- _Passage to read_:

* * *

Why not just scope the token narrowly instead of brokering it? Scoping helps and you should still do it. A read-only, single-repo GitHub token limits the blast radius if it leaks. But scoping doesn't stop the leak itself, it just shrinks what the leak is worth. Brokering removes the credential from the agent's reach entirely, so there's nothing to leak regardless of scope.
Doesn't the agent still need to authenticate somehow? Yes, but not to fetch back secrets. The agent authenticates to Agent Vault with a token that only lets it proxy through to a predefined set of upstream services, it isn't secret zero, and it can't be used to pull any of the other credentials the broker holds. The credential that actually opens something at the target API is attached by the broker itself, after the request leaves the agent, and the agent never sees or holds it.
What happens if the agent tries to leak the dummy value anyway? Nothing useful happens for an attacker. The value in the agent's .env is a real string, it's just not a working credential. Printing it, emailing it, or posting it somewhere hands over nothing that opens a door.
Does durability survive a local eve dev session, or only on Vercel? Only on Vercel today. Local development runs the same code, but the checkpointing and crash recovery are part of the deployed runtime. Worth knowing before you build a workflow that depends on a session surviving a restart in local dev.
Where this leaves us
eve gives an agent a clean, inspectable shape, a folder of files instead of a pile of glue code, with sandboxing, subagents, durability, and deployment handled for you. None of that touches the credential problem, and it isn't supposed to. That's a separate layer, and it's the one that decides whether a compromised or simply overzealous agent can do damage with what it's holding.
We built our support agent on eve and secured it with Agent Vault. By the time it could've answered questions in Slack, its .env file held two placeholder strings, and neither one could authenticate to anything. The model key it thought with and the GitHub token it searched code with both lived somewhere the agent itself could never reach.

* * *

- _Exercise goal_: Could you condense the paragraph that begins "We built our support agent on eve" in the passage on eve and Agent Vault into a short list of its main facts?

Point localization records
* * *

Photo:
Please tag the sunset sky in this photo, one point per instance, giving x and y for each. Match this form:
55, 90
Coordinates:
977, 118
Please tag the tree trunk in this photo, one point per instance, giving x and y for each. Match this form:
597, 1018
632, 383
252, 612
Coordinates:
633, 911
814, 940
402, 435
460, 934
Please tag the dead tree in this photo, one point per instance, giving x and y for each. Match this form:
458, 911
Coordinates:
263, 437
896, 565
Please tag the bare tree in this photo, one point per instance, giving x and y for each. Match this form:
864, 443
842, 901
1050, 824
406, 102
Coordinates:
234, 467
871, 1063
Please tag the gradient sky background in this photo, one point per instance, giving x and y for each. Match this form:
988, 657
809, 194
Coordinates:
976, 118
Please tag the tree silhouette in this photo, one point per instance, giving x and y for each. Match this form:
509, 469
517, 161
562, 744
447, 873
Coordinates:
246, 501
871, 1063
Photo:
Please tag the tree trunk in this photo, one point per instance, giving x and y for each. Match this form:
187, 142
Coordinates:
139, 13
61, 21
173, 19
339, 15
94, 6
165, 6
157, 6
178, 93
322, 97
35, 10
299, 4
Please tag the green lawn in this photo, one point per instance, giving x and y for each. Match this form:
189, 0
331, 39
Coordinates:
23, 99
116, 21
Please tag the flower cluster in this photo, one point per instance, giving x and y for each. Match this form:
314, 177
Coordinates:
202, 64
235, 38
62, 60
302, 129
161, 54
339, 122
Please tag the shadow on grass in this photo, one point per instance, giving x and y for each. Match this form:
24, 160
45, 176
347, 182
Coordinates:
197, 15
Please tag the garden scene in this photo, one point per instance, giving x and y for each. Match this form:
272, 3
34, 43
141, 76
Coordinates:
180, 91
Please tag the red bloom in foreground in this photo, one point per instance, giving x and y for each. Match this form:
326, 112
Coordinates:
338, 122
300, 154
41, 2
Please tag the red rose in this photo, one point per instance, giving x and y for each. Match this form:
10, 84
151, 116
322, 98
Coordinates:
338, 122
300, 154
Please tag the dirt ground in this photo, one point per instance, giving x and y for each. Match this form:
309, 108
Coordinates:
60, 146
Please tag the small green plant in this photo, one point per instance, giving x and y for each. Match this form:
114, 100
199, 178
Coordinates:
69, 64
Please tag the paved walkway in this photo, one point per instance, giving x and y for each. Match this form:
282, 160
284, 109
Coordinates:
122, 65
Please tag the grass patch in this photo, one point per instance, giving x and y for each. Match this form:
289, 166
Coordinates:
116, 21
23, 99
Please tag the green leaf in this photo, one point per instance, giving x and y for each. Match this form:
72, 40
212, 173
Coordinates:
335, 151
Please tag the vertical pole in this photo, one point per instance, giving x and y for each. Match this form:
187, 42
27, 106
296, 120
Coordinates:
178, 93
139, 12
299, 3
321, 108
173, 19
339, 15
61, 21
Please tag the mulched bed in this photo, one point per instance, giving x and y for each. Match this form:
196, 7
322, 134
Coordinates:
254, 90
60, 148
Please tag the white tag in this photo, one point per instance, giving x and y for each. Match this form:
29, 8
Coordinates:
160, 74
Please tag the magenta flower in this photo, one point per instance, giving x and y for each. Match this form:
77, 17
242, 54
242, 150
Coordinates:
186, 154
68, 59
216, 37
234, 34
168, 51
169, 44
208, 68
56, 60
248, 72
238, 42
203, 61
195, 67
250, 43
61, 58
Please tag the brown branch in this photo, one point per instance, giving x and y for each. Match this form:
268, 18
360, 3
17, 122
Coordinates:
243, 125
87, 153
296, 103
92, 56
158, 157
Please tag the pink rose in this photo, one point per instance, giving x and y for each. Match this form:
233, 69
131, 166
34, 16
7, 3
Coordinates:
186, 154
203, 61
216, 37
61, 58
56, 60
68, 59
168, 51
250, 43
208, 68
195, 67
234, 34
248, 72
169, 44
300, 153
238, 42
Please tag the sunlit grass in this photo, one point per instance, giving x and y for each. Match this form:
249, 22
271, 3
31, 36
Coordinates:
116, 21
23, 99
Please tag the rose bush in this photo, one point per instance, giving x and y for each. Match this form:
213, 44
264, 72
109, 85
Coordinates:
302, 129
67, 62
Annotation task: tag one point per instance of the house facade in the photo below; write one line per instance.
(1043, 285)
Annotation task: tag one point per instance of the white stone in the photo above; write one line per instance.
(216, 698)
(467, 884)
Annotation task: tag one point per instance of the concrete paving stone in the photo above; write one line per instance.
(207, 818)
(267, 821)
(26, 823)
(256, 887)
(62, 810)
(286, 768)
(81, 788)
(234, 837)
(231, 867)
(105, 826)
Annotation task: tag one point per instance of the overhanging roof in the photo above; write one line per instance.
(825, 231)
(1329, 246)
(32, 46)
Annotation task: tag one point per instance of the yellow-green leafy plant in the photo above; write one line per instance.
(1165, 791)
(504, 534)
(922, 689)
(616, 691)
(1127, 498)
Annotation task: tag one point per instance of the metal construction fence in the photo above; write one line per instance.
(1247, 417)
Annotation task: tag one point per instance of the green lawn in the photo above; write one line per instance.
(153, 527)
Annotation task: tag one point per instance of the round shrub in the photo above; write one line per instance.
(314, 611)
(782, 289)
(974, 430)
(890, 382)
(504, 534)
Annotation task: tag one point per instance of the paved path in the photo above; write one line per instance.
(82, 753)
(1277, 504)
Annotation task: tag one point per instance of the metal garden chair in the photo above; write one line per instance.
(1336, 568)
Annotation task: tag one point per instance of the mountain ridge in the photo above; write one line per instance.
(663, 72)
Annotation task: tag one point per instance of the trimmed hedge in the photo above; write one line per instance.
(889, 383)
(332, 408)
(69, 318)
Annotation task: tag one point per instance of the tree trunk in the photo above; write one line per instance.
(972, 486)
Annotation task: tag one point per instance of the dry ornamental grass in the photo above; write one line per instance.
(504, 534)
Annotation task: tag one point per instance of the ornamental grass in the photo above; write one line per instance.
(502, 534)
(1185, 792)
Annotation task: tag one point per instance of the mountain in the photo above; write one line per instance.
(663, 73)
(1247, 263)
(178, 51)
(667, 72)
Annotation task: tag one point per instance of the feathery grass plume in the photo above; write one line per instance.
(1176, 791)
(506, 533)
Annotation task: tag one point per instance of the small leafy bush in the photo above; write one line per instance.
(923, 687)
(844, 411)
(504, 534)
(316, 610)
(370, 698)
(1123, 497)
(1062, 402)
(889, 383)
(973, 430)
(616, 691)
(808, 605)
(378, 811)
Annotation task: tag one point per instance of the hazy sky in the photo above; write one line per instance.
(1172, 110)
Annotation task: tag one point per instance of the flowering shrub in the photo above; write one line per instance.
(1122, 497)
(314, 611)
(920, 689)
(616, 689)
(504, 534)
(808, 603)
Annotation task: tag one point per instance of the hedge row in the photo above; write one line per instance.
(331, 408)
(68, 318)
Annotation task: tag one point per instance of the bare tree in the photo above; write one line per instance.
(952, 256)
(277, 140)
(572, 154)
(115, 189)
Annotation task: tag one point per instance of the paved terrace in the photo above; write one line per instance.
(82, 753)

* * *

- _Exercise solution_:
- The support agent was built on eve and secured with Agent Vault.
- By the time it could have answered questions in Slack, its .env file held only two placeholder strings, neither able to authenticate to anything.
- The model key it thought with and the GitHub token it searched code with were kept where the agent could never reach them.